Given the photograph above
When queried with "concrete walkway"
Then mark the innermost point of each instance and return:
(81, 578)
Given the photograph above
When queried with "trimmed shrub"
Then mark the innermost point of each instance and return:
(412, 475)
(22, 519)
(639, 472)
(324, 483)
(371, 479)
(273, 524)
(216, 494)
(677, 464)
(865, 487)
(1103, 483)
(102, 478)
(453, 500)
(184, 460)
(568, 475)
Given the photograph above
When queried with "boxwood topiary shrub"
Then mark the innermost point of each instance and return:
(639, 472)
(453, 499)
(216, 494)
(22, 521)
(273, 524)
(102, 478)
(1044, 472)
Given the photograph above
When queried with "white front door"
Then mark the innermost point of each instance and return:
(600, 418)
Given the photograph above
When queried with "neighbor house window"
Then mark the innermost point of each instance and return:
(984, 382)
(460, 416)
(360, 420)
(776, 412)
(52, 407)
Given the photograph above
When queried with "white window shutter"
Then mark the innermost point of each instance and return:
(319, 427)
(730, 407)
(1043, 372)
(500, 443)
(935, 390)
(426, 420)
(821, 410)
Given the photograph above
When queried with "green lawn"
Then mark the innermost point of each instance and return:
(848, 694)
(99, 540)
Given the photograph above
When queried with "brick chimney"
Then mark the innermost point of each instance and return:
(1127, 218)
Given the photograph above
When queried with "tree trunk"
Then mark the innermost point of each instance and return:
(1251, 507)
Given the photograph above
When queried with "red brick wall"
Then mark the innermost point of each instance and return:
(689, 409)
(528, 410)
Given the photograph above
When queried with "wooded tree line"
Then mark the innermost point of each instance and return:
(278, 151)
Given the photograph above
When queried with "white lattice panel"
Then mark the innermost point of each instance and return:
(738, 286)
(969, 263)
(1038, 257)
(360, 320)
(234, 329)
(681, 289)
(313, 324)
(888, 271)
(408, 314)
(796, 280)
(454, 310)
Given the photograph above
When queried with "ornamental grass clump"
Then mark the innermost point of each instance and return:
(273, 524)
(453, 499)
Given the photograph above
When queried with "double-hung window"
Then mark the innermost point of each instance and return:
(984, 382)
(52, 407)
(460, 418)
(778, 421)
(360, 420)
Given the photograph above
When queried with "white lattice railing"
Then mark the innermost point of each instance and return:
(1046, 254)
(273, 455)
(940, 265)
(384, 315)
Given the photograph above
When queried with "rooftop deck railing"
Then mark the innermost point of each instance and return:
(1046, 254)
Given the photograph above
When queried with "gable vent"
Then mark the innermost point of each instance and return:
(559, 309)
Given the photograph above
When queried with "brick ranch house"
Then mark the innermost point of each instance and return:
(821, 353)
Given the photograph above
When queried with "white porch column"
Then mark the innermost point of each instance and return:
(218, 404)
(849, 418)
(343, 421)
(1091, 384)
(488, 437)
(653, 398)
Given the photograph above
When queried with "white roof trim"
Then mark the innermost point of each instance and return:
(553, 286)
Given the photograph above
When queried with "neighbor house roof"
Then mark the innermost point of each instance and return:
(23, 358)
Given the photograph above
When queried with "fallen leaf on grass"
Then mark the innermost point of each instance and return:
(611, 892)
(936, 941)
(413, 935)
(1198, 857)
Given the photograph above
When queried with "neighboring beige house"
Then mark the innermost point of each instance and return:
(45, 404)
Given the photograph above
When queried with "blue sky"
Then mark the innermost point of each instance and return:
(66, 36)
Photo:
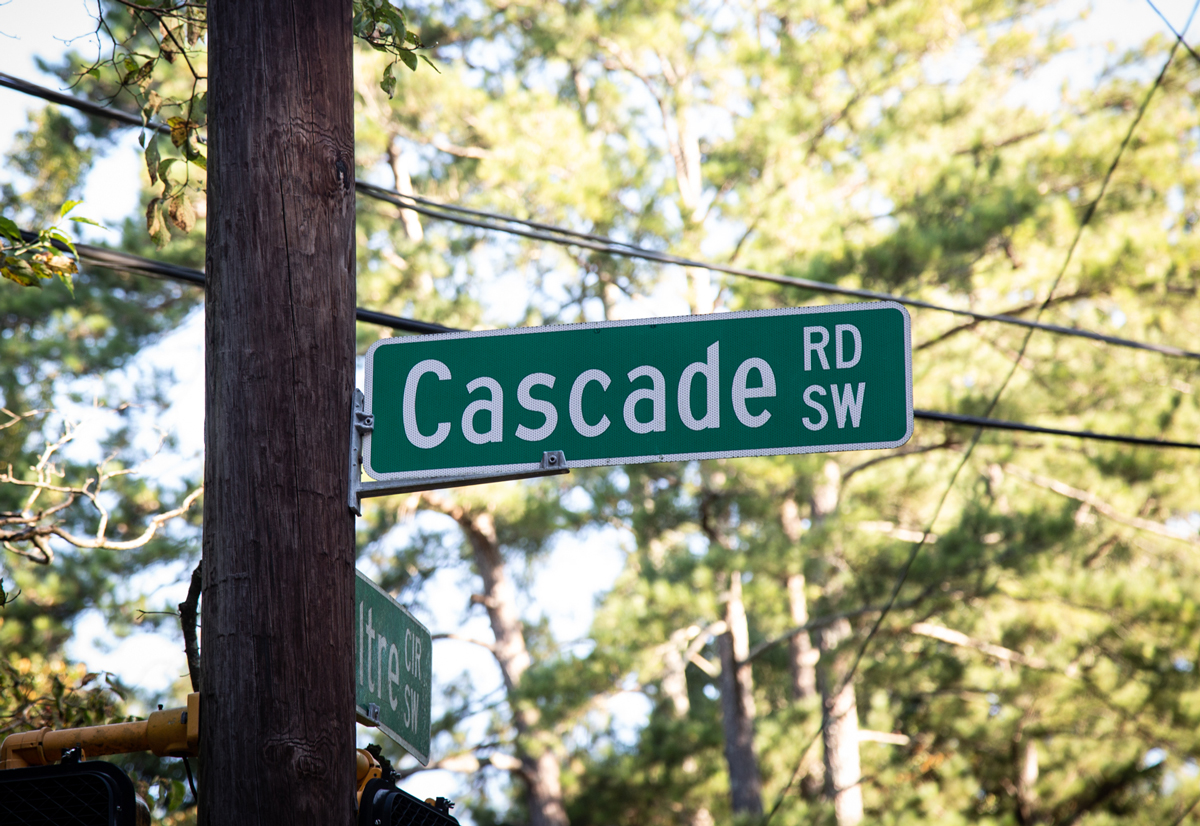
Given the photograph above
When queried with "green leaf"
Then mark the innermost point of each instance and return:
(165, 167)
(59, 235)
(389, 82)
(10, 229)
(155, 226)
(22, 271)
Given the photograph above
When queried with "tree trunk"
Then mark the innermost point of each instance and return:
(1026, 780)
(277, 720)
(537, 749)
(840, 731)
(802, 656)
(737, 705)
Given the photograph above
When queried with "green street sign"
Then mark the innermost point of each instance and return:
(393, 662)
(805, 379)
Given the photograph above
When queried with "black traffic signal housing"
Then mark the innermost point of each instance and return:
(70, 794)
(384, 804)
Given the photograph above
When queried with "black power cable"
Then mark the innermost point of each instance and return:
(126, 262)
(586, 240)
(562, 235)
(138, 265)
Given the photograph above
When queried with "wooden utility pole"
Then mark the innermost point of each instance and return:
(277, 651)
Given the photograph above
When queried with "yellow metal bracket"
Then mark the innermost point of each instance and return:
(173, 732)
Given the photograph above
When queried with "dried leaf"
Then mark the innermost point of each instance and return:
(153, 161)
(155, 226)
(181, 213)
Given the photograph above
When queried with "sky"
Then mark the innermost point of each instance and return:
(579, 568)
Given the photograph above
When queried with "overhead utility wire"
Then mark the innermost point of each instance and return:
(139, 265)
(574, 238)
(975, 438)
(563, 235)
(159, 269)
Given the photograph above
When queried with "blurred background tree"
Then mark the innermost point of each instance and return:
(1038, 663)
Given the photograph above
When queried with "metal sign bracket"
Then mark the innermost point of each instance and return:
(553, 462)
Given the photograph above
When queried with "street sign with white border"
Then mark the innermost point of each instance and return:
(763, 382)
(393, 668)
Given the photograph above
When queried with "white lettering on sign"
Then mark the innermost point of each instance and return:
(816, 339)
(492, 406)
(711, 371)
(575, 405)
(742, 391)
(369, 647)
(655, 394)
(815, 389)
(537, 406)
(379, 663)
(412, 707)
(413, 654)
(394, 675)
(409, 409)
(839, 339)
(645, 408)
(847, 402)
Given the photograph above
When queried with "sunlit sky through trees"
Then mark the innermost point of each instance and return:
(581, 566)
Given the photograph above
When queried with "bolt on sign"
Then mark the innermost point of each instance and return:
(393, 662)
(766, 382)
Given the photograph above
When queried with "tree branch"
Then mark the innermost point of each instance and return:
(187, 611)
(1102, 507)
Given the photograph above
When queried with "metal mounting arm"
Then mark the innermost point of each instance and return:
(553, 462)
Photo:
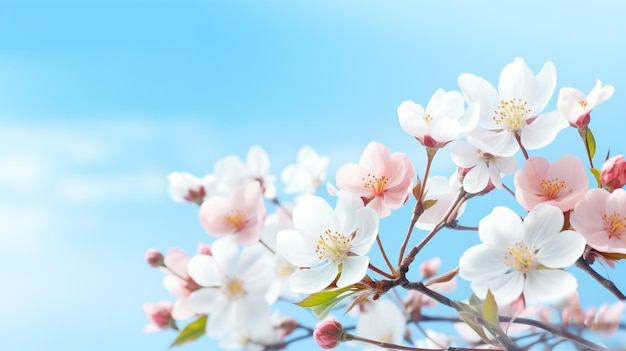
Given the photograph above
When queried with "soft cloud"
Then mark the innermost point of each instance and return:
(133, 186)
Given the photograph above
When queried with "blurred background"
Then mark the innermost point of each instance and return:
(100, 100)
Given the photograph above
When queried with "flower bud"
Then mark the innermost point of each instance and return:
(159, 315)
(430, 267)
(328, 334)
(154, 258)
(613, 172)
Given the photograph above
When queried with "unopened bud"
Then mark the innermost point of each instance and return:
(613, 172)
(328, 334)
(154, 258)
(159, 315)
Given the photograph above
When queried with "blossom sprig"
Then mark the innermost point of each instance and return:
(519, 272)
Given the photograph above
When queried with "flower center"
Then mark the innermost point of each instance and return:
(233, 289)
(521, 258)
(614, 224)
(550, 188)
(333, 246)
(377, 184)
(236, 219)
(428, 119)
(511, 114)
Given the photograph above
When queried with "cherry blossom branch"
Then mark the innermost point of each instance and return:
(447, 218)
(583, 135)
(609, 285)
(380, 271)
(554, 329)
(419, 205)
(382, 251)
(387, 345)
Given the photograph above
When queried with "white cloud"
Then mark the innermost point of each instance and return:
(133, 186)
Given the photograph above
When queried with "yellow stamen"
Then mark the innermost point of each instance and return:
(511, 114)
(521, 258)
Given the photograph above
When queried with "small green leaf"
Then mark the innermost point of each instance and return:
(596, 174)
(191, 332)
(490, 310)
(322, 297)
(591, 143)
(321, 311)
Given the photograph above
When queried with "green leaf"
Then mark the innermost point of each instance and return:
(490, 310)
(596, 174)
(591, 143)
(321, 311)
(322, 297)
(191, 332)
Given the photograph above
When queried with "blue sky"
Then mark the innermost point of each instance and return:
(100, 100)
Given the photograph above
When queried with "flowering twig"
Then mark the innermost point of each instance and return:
(609, 285)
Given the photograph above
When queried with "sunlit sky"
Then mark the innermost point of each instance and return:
(100, 100)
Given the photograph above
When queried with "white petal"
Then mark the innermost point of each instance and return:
(202, 300)
(312, 216)
(543, 130)
(563, 250)
(226, 255)
(353, 270)
(548, 285)
(479, 263)
(314, 279)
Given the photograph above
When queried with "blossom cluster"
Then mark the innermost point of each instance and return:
(315, 251)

----------

# [AIM]
Please show each line of the data above that contains the word "white".

# [ANSWER TO THIS EXERCISE]
When queried with "white front door"
When queried with "white window shutter"
When queried with "white lattice panel"
When queried with "white lattice railing"
When queried with "white porch column"
When queried with "white roof trim"
When queried with "street sign with white border"
When queried with "white lettering on sign"
When queried with "white cloud"
When queried with "white petal"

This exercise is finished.